** Start Task material **
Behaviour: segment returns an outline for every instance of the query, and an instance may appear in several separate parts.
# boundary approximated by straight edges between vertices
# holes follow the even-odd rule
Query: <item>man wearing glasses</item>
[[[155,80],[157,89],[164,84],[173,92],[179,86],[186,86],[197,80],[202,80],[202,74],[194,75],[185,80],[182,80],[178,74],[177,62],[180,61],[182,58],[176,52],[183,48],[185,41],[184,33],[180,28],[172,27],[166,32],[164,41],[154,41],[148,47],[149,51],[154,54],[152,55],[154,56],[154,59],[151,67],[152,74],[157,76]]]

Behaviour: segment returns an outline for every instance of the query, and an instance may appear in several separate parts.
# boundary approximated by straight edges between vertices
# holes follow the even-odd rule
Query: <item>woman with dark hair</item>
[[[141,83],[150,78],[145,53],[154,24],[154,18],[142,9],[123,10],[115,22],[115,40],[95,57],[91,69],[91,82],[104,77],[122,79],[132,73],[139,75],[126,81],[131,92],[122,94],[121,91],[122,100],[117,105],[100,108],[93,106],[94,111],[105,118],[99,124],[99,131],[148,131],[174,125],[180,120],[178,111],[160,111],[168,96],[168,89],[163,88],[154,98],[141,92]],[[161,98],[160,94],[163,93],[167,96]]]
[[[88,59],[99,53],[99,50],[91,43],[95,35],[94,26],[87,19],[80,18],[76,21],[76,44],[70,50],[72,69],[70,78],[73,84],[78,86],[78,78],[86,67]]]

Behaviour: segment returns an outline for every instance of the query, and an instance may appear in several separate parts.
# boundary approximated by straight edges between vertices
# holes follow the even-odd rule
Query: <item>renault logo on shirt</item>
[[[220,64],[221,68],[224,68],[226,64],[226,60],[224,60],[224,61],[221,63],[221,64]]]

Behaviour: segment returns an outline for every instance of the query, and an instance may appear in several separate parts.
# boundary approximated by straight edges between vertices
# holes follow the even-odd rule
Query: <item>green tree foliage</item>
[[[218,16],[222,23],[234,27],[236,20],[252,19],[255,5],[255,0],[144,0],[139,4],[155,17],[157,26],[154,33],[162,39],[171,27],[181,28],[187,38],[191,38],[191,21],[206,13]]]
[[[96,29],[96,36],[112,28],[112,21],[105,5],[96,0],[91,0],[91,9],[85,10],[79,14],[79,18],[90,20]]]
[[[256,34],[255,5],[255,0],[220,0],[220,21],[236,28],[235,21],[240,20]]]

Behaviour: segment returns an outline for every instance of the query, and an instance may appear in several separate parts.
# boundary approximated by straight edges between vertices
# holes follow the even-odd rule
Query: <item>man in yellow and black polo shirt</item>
** End Task material **
- **Set task**
Pick out every line of the data above that contains the word "shirt", treating uppercase and lowercase as different.

- **Complete answer**
Query: <item>renault logo on shirt</item>
Query: <item>man in yellow and black polo shirt</item>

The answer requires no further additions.